** Opening RECORDED INFORMATION block **

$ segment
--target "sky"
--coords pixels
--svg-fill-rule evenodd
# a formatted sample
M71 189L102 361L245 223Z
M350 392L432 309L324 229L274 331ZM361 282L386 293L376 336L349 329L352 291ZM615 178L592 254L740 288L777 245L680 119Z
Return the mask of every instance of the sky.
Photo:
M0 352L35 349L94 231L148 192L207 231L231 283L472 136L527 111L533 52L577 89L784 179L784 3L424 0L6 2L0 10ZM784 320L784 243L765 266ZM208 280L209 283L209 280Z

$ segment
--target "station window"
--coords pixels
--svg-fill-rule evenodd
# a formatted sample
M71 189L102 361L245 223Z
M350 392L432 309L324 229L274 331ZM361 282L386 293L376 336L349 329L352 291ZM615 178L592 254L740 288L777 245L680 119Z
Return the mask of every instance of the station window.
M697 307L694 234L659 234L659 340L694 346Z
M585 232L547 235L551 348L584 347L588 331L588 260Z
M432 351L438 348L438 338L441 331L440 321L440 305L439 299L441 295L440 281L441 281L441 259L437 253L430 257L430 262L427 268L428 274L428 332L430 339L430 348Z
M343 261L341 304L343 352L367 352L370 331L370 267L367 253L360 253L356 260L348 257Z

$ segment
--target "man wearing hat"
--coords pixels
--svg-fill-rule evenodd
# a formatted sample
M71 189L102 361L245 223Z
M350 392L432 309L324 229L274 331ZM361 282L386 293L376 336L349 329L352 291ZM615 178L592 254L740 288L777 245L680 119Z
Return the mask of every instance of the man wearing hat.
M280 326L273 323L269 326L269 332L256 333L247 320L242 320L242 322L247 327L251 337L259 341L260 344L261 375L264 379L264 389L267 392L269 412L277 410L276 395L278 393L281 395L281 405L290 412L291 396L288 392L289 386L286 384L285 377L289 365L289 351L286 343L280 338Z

** Closing RECORDED INFORMATION block **

*PROMPT*
Using the material, show each line where the string "target" can be found.

*REPLY TO THE EXERCISE*
--target "sky"
--target "station window"
--target "man wearing hat"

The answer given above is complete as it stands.